■ WHAT TO WORK ON:
1. According to the news report below on the Leisure Clothing directors, how much was the fine against Leisure Clothing that was confirmed?
2. Continue the news report below on the Leisure Clothing directors' court case, starting after its last sentence.

■ PAGE EXCERPT:
━━━━━━━━━━━━━━━━━━━━━━━━━━━━━━
Two directors of a now-shuttered textiles factory convicted and jailed for human trafficking have lost a court case in which they claimed their human rights had been breached.

Leisure Clothing managing director Han Bin and marketing director Jia Liu, both Chinese nationals, failed to convince the court that they had not been given a fair trial.

The two were convicted of exploiting Vietnamese and Chinese employees of the Bulebel-based company, paying them a pittance while forcing them to work long days with few to no breaks and in poor conditions. They were each jailed for six years after an appeals court reversed a suspended jail term.

Leisure Clothing was a major textile manufacturer in Malta that had been operating since the 1980s and made garments for high-end labels such as Emporio Armani and Karen Millen. Owned by Chinese firm CICET, it eventually shut down in 2017.

The magistrates’ court initially found Han guilty and acquitted Jia in March 2022. But Han, who also has Maltese nationality, was given a suspended sentence, meaning he would not spend time behind bars.

The attorney general appealed the decision and the court of criminal appeal found in favour of the prosecutors, ruling that the two company directors were guilty and sentenced them each to six years in prison.

The two men were also to split the costs of the case and a €200,000 fine against Leisure Clothing was confirmed.

The company directors then filed a case before the First Hall of the Civil Court in its constitutional jurisdiction, claiming a breach of their right not to be tried twice over the same crime. They argued that, while facing criminal proceedings, the Department of Industrial and Employment Relations (DIER) initiated action against them.

They also argued that the company was found guilty and fined when it was not even accused of any crime and that Jia was found guilty by association. They also complained about the time the case took to be decided, in breach of their right to a fair hearing within a reasonable time.

The court heard how the DIER proceedings, decided by the court in 2017, were over violations committed between May and June 2016. The crimes over which they were convicted dealt with violations that had taken place in 2014.
━━━━━━━━━━━━━━━━━━━━━━━━━━━━━━
■ Data entries:
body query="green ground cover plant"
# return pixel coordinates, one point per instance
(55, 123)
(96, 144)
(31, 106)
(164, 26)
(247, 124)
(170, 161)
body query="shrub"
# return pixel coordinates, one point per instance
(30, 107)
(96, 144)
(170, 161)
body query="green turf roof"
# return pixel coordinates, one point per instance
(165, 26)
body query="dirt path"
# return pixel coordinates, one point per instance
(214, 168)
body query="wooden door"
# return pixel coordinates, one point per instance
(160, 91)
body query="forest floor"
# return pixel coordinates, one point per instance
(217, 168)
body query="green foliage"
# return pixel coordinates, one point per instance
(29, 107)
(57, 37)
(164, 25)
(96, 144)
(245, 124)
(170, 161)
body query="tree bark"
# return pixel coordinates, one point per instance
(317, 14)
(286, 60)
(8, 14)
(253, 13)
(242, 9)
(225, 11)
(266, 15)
━━━━━━━━━━━━━━━━━━━━━━━━━━━━━━
■ RESPONSES IN ORDER:
1. €200,000.

2.
Police inspector Joseph Busuttil told the court that the prosecution had withdrawn the charges related to DIER violations in November 2014 once it had amended the charges to include one of human trafficking.

The court also noted that, during their legal submissions over the DIER charges, the directors’ lawyers never mentioned similar charges in other proceedings, as was being alleged now.

Mr Justice Ian Spiteri Bailey threw out their claims, ruling that both Han and Jia were convicted of committing crimes in their personal capacity but also as company directors.

He ruled that the duration of the hearings – from 2014 to 2023, including the appeal – was not exaggerated, given that the case involved communication with countries outside the EU, exacerbated by the COVID-19 pandemic.

The judge, therefore, rejected their claims and confirmed that neither had suffered a breach of their fundamental rights.

During the compilation of evidence against the two directors, a Vietnamese Leisure Clothing employee had told the court she had earned €2,681 in eight months working there but only received €150 every two months.

She explained that she got to know about Leisure Clothing through an agency in her home country. She said she had been promised a basic wage of €685 a month to work eight hours a day, six days a week. She had been told this wage did not include any overtime and other allowances related to her performance and depended on production.

The former factory worker also said she had paid the Vietnamese agent $1,000 and then another $2,500 to land the job in the first place.